> EXERCISE TASK
Which lines in the items below contain the string "wing"? Copy each such line in full, treating the match as case-sensitive.

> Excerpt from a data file
════════════════
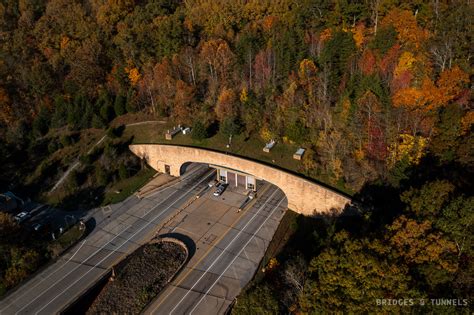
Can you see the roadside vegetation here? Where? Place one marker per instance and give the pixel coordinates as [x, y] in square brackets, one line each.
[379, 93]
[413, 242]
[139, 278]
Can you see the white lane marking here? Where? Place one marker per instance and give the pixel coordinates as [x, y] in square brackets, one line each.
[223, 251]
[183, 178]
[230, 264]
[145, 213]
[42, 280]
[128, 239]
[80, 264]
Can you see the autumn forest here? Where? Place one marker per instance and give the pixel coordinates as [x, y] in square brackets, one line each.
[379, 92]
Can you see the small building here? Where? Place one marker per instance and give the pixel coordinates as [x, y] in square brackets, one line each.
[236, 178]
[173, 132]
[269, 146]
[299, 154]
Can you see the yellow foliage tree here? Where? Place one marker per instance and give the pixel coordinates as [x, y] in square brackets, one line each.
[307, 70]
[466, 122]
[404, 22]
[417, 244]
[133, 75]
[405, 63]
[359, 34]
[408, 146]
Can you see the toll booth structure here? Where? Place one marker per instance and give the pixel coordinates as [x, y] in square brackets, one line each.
════════════════
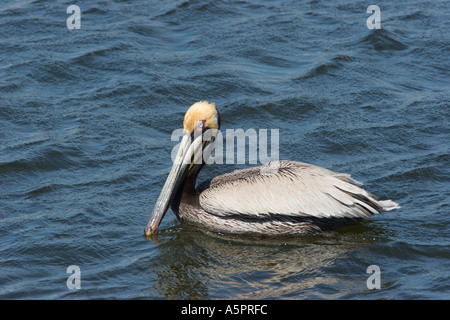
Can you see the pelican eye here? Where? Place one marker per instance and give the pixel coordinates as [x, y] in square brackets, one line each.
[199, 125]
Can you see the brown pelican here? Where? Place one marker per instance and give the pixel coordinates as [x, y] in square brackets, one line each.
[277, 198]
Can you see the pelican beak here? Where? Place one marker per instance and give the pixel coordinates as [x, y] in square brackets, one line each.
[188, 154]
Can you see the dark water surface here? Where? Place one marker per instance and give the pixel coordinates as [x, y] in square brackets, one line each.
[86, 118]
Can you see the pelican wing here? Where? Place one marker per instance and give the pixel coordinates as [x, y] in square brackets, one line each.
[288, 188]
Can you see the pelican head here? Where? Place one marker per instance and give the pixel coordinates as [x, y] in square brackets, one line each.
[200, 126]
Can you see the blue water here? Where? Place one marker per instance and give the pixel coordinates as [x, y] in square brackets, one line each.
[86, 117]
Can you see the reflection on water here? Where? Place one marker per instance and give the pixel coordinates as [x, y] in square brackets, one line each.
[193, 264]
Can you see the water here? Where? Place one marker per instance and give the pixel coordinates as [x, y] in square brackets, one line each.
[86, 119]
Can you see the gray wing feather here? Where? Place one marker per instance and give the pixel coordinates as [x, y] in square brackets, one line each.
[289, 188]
════════════════
> FINAL ANSWER
Can you see the pelican wing here? Where? Place one marker per instance and give the pixel coordinates as [x, y] in square brackets, one line each.
Can you see the gray wing feather here? Where? Place one marker per instance and give the pixel coordinates as [x, y] in square brackets, one line each.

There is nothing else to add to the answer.